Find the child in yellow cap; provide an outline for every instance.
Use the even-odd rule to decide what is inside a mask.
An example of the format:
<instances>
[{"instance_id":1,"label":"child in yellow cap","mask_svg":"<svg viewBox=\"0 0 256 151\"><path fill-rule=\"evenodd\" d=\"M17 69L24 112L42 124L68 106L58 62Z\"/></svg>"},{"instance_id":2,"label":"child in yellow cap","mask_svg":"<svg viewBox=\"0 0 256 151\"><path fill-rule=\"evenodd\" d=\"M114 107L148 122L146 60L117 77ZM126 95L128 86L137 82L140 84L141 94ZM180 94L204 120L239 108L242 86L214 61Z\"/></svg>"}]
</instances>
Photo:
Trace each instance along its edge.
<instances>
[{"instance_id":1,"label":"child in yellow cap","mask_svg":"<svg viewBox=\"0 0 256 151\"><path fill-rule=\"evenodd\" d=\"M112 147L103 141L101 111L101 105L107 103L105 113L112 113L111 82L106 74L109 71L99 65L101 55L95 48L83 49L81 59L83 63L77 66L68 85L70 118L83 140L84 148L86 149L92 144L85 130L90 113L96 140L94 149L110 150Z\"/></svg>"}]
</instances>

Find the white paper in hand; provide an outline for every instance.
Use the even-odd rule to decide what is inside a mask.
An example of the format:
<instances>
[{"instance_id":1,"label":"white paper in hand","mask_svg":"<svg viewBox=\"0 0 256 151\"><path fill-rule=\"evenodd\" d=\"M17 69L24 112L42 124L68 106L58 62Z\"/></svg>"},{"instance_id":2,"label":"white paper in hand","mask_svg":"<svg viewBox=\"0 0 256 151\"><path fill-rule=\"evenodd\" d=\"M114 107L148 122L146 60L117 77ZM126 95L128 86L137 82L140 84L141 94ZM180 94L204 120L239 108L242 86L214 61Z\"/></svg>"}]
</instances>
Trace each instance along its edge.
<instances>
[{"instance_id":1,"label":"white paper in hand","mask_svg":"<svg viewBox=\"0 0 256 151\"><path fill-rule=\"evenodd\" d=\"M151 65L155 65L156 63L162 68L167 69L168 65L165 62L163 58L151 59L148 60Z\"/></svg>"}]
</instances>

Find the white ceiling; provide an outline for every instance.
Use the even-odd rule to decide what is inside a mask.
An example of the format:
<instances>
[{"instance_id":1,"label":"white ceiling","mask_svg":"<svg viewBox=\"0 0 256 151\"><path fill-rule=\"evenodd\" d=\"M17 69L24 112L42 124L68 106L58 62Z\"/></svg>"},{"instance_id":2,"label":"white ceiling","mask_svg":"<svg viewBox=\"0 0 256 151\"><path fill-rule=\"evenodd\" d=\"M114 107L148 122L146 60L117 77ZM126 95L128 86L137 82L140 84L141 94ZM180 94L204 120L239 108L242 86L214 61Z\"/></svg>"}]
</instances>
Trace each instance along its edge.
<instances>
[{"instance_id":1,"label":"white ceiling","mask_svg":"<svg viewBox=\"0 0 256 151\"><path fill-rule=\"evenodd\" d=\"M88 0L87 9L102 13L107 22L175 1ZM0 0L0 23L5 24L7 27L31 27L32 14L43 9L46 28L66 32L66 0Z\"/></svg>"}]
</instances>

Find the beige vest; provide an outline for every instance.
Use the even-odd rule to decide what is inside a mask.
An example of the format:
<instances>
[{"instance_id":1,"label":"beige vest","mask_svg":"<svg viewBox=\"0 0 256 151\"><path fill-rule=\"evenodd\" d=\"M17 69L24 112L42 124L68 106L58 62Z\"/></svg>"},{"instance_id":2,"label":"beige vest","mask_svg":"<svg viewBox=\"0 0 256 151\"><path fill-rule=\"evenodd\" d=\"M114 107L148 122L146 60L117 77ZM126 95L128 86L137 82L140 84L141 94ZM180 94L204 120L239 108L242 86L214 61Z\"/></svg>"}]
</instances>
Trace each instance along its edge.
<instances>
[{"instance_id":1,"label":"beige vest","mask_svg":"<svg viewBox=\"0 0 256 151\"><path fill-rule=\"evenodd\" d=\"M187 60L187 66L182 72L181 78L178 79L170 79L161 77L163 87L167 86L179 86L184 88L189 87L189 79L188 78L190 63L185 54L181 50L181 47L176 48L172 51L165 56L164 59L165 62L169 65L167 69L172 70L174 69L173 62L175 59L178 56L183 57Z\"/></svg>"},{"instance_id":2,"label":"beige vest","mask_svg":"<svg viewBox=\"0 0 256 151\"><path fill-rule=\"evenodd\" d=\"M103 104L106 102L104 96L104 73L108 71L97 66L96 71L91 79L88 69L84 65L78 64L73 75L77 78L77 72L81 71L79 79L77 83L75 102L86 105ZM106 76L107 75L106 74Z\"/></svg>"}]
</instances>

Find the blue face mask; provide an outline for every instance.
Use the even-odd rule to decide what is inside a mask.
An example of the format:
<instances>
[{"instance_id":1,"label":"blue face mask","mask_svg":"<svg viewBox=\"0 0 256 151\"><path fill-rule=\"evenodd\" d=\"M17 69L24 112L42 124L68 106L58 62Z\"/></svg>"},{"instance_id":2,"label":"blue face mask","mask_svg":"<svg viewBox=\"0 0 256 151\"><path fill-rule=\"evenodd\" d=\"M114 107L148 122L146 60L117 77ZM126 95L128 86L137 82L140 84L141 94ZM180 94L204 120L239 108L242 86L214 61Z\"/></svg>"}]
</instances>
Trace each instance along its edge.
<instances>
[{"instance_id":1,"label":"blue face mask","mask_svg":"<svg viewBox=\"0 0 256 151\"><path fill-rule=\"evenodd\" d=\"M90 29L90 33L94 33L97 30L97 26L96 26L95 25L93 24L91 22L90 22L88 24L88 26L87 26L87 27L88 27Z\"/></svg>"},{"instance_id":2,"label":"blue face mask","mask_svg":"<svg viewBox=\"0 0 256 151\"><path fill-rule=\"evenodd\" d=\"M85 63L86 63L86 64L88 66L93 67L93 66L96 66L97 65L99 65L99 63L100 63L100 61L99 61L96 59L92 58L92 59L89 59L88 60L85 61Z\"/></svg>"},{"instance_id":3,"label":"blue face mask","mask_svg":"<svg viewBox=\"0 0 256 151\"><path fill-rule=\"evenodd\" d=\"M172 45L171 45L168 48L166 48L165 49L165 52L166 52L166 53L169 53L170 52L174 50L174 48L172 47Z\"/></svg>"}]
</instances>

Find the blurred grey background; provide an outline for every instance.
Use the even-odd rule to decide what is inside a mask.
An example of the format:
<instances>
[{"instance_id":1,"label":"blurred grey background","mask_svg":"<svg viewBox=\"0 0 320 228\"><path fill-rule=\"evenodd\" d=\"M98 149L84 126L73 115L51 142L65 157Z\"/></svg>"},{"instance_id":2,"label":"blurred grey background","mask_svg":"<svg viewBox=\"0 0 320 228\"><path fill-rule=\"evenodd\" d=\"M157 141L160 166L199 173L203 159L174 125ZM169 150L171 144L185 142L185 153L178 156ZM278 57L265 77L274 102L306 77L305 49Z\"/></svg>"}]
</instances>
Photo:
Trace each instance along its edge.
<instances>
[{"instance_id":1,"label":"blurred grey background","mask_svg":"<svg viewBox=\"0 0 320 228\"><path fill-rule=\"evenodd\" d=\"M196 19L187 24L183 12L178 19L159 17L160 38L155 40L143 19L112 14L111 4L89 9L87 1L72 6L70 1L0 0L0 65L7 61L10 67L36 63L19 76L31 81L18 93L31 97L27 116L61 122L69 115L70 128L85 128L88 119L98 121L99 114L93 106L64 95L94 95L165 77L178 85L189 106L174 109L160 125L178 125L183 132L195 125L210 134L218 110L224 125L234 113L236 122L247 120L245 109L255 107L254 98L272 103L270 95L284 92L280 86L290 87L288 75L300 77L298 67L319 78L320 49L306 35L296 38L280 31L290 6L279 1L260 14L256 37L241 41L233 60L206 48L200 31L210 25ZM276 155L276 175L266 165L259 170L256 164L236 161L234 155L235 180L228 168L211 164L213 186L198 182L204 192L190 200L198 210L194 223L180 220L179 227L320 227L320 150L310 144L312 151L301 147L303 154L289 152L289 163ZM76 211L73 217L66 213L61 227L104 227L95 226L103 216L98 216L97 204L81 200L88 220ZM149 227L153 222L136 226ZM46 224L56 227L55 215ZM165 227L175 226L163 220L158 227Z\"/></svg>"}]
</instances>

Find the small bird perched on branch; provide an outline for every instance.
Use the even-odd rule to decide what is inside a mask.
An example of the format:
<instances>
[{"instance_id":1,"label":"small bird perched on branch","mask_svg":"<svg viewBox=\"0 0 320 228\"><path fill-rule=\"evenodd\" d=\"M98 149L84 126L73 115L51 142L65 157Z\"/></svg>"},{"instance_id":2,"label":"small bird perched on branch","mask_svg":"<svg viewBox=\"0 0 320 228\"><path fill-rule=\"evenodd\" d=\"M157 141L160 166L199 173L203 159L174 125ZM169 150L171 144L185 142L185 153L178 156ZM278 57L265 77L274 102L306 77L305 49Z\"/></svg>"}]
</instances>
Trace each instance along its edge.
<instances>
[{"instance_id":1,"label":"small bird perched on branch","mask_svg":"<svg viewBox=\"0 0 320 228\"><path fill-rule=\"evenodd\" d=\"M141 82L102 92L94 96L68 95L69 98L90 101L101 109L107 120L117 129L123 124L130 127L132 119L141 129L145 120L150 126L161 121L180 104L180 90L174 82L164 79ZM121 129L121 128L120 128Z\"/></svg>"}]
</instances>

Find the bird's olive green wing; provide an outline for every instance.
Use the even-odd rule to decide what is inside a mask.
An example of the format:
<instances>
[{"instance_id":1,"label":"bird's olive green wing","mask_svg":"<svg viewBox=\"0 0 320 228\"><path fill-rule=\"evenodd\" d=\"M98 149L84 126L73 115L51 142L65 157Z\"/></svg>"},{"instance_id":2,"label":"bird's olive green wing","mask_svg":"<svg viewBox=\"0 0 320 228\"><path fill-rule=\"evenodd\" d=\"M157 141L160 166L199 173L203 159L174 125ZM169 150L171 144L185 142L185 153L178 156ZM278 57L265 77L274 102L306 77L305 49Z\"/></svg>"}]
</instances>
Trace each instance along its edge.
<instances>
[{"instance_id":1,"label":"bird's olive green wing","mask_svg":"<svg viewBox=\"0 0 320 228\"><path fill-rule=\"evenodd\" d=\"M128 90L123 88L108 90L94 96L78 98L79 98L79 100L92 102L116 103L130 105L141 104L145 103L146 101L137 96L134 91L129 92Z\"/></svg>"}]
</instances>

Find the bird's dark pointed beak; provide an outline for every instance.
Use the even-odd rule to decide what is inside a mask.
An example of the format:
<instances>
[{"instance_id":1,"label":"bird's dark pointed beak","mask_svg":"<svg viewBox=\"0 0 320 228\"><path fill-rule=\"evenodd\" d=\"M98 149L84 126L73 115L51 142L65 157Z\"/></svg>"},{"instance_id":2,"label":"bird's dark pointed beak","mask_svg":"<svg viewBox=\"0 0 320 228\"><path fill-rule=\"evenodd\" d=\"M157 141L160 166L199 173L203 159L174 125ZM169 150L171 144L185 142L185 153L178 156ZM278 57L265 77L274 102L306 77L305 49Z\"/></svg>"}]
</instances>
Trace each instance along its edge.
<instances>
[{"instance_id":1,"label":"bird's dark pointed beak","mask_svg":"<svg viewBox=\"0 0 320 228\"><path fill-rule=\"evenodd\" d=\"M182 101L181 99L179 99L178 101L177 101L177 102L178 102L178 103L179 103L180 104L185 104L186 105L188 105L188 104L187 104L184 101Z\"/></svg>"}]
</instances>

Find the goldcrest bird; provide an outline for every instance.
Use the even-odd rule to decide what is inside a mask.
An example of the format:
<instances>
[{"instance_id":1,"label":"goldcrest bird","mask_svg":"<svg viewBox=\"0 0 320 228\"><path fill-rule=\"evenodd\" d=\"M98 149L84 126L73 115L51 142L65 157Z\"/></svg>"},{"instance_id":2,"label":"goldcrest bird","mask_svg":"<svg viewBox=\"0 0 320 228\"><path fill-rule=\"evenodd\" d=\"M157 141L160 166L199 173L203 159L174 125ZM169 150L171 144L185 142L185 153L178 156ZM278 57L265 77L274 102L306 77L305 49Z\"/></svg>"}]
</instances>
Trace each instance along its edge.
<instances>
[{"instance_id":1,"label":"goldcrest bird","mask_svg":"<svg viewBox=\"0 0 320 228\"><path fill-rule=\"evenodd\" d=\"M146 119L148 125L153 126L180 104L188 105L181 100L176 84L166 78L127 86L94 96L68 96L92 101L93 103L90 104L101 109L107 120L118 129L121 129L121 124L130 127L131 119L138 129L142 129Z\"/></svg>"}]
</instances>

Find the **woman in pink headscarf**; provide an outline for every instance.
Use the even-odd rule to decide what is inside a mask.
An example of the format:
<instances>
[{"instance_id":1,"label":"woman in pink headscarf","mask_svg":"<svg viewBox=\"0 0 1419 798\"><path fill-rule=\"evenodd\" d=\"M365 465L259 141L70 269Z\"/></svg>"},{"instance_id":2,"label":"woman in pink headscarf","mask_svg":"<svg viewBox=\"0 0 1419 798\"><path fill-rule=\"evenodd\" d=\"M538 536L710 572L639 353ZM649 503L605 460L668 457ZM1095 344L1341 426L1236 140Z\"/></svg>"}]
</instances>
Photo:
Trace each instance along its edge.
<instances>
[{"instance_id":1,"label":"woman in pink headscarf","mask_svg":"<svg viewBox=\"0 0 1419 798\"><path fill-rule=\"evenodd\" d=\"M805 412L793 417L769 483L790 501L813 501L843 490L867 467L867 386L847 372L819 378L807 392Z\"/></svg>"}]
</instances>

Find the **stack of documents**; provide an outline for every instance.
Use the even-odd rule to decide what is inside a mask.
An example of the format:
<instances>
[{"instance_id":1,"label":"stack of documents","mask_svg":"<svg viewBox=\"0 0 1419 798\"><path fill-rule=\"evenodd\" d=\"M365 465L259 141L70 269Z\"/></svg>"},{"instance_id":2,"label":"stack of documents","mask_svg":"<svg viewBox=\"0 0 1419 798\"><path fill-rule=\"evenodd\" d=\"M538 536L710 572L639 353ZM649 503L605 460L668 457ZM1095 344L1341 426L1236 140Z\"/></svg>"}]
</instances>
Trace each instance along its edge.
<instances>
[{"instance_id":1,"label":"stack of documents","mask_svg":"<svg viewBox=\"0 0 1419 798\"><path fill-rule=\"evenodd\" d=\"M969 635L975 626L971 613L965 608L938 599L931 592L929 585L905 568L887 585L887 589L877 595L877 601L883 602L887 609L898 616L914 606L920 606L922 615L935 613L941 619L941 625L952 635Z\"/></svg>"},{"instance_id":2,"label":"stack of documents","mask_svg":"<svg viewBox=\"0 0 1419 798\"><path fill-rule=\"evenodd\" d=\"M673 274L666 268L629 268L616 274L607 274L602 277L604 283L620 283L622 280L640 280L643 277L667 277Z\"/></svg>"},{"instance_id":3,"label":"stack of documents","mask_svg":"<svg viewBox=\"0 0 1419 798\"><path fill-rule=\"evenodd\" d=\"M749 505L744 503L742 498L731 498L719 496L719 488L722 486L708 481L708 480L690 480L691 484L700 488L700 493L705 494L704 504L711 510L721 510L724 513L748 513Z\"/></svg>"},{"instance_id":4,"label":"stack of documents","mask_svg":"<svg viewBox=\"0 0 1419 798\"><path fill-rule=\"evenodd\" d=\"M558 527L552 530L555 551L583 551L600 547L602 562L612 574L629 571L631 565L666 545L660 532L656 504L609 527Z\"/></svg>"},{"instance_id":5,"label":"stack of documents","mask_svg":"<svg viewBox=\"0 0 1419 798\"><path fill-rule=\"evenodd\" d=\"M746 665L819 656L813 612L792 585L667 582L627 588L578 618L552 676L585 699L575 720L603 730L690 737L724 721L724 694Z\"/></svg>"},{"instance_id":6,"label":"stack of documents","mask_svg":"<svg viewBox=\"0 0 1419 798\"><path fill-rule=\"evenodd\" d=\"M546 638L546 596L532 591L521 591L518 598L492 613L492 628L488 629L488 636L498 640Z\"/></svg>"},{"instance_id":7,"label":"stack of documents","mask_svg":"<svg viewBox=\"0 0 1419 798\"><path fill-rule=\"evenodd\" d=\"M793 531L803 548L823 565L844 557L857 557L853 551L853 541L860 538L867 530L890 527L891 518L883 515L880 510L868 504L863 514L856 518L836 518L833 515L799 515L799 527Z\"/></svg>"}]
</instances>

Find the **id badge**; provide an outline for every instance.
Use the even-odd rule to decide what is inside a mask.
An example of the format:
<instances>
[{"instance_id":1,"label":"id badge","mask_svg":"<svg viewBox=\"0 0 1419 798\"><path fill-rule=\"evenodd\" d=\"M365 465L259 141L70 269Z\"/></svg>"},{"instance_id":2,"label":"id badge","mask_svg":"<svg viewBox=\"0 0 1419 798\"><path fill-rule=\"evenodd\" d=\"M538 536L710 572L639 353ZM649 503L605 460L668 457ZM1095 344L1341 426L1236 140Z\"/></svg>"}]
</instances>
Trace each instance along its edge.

What needs to be done :: Transcribe exactly the line containing "Find the **id" and all remaining lines of the material, ending with the last one.

Task output ::
Find the **id badge**; provide an outline for every instance.
Use the even-odd rule to decide what is inside a mask.
An example of the format:
<instances>
[{"instance_id":1,"label":"id badge","mask_svg":"<svg viewBox=\"0 0 1419 798\"><path fill-rule=\"evenodd\" d=\"M365 465L259 141L70 269Z\"/></svg>"},{"instance_id":2,"label":"id badge","mask_svg":"<svg viewBox=\"0 0 1419 798\"><path fill-rule=\"evenodd\" d=\"M538 536L710 572L639 353ZM649 503L605 460L668 457ZM1095 344L1341 426L1236 140Z\"/></svg>"}]
</instances>
Trace each instance along its edge.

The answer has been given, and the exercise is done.